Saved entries

□ □ □ □ □ □ □

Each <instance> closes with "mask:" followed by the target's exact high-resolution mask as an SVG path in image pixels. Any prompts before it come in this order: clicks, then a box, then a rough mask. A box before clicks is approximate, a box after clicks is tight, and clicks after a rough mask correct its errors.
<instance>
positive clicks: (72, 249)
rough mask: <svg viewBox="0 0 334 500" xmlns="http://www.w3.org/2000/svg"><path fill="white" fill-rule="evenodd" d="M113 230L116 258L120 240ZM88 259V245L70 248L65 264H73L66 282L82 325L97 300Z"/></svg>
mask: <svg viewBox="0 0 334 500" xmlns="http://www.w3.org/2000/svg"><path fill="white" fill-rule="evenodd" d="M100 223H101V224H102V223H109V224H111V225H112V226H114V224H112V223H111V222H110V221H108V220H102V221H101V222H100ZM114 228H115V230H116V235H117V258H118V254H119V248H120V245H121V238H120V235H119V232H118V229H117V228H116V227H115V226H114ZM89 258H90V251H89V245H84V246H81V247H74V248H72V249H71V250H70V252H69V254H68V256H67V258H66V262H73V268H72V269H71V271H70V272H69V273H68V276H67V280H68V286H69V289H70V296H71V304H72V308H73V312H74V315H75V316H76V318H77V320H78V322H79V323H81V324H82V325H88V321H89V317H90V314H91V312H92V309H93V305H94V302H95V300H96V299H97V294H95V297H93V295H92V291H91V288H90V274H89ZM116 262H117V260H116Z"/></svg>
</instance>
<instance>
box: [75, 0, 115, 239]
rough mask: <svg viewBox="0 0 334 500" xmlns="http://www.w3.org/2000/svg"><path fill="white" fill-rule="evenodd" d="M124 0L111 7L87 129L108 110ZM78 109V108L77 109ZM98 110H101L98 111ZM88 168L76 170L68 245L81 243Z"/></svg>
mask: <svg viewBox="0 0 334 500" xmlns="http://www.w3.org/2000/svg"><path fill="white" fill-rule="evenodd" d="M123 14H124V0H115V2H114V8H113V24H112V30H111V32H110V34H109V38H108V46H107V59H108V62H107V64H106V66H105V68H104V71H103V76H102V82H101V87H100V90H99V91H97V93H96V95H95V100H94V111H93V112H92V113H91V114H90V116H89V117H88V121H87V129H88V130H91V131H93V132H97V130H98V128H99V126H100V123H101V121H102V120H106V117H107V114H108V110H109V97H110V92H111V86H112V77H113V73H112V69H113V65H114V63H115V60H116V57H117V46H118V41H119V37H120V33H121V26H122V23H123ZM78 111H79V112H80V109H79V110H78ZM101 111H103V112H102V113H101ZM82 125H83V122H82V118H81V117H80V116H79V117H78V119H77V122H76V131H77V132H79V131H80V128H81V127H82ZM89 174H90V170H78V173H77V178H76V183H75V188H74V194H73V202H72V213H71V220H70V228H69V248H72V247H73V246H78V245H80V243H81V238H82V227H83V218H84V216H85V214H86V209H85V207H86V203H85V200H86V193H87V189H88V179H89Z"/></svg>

□ □ □ □ □ □ □

Arrange every line of the rows above into a Markdown table with two columns, "No." for the line number and "Text" for the line itself, leaving out blank lines.

| No. | Text |
|---|---|
| 1 | Each <instance> closes with "mask:" followed by the target's exact high-resolution mask as an SVG path in image pixels. Any prompts before it come in this order: clicks, then a box, then a rough mask. A box before clicks is approximate, a box after clicks is tight, and clicks after a rough mask correct its errors. |
| 2 | <instance> |
| 3 | positive clicks: (72, 249) |
| 4 | rough mask: <svg viewBox="0 0 334 500" xmlns="http://www.w3.org/2000/svg"><path fill="white" fill-rule="evenodd" d="M113 230L116 258L120 240ZM88 259V245L70 248L65 264H73L66 282L82 325L97 300Z"/></svg> |
| 5 | mask: <svg viewBox="0 0 334 500" xmlns="http://www.w3.org/2000/svg"><path fill="white" fill-rule="evenodd" d="M100 223H101V224H102V223H109V224H111V225H112V226H114V224H112V223H111V222H110V221H108V220H102V221H101V222H100ZM114 228H115V230H116V235H117V258H118V254H119V248H120V245H121V238H120V235H119V232H118V229H117V228H116V227H115V226H114ZM89 258H90V251H89V245H84V246H81V247H74V248H72V249H71V250H70V252H69V254H68V256H67V258H66V262H73V268H72V269H71V271H70V272H69V273H68V276H67V280H68V286H69V289H70V296H71V304H72V308H73V312H74V315H75V316H76V318H77V320H78V322H79V323H81V324H82V325H88V321H89V317H90V314H91V312H92V309H93V305H94V302H95V300H96V299H97V294H95V297H93V295H92V291H91V288H90V274H89ZM116 262H117V260H116Z"/></svg> |
| 6 | </instance> |
| 7 | <instance> |
| 8 | box: [75, 0, 115, 239] |
| 9 | rough mask: <svg viewBox="0 0 334 500" xmlns="http://www.w3.org/2000/svg"><path fill="white" fill-rule="evenodd" d="M124 0L111 7L87 129L108 110ZM78 109V108L77 109ZM98 110H101L98 111ZM88 168L76 170L68 245L81 243Z"/></svg> |
| 10 | mask: <svg viewBox="0 0 334 500" xmlns="http://www.w3.org/2000/svg"><path fill="white" fill-rule="evenodd" d="M123 14H124V0H115V2H114V8H113V24H112V30H111V32H110V34H109V38H108V46H107V59H108V62H107V64H106V66H105V68H104V71H103V76H102V82H101V87H100V90H99V91H97V93H96V95H95V100H94V111H93V112H92V113H91V114H90V116H89V117H88V121H87V129H88V130H91V131H93V132H97V130H98V128H99V126H100V123H101V121H102V120H106V117H107V114H108V110H109V97H110V92H111V86H112V77H113V73H112V69H113V65H114V63H115V60H116V57H117V46H118V41H119V37H120V33H121V26H122V23H123ZM78 111H79V112H80V109H79V110H78ZM101 111H103V112H102V113H101ZM82 125H83V122H82V118H81V117H80V116H79V117H78V119H77V122H76V131H77V132H79V131H80V128H81V127H82ZM89 174H90V170H78V173H77V178H76V183H75V188H74V194H73V202H72V213H71V220H70V228H69V248H72V247H73V246H78V245H80V243H81V238H82V227H83V218H84V216H85V214H86V209H85V207H86V203H85V200H86V193H87V189H88V179H89Z"/></svg> |